*** Begin section ***
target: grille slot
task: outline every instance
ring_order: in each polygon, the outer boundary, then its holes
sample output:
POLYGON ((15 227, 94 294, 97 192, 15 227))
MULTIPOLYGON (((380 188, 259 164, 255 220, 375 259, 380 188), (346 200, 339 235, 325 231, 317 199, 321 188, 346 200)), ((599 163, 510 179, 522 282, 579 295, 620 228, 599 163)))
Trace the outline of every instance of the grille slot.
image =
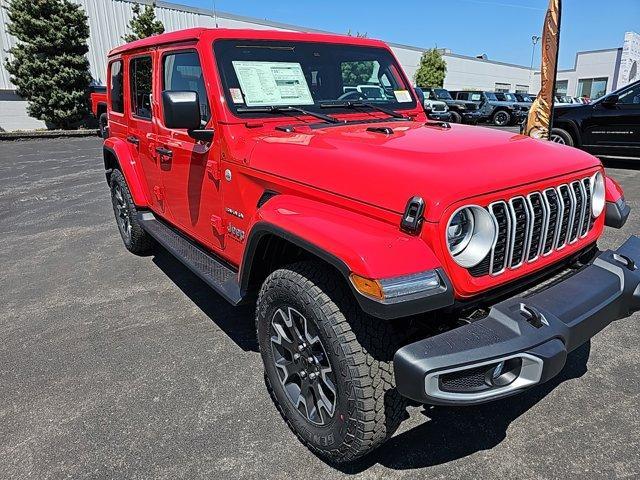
*** End section ***
What is needed here is an exact copy of every record, with the pictures left out.

[TASK RESULT]
target: grille slot
task: outline every instance
ring_order: in each polygon, the outer boundary, then its holes
sample output:
POLYGON ((15 227, 94 294, 97 192, 15 227))
MULTIPOLYGON (((380 188, 259 164, 255 220, 375 259, 380 188), (346 200, 339 235, 325 231, 317 199, 321 188, 346 200)), ((599 163, 510 179, 522 282, 579 295, 620 228, 599 163)))
Trace the outline of every instance of the grille slot.
image =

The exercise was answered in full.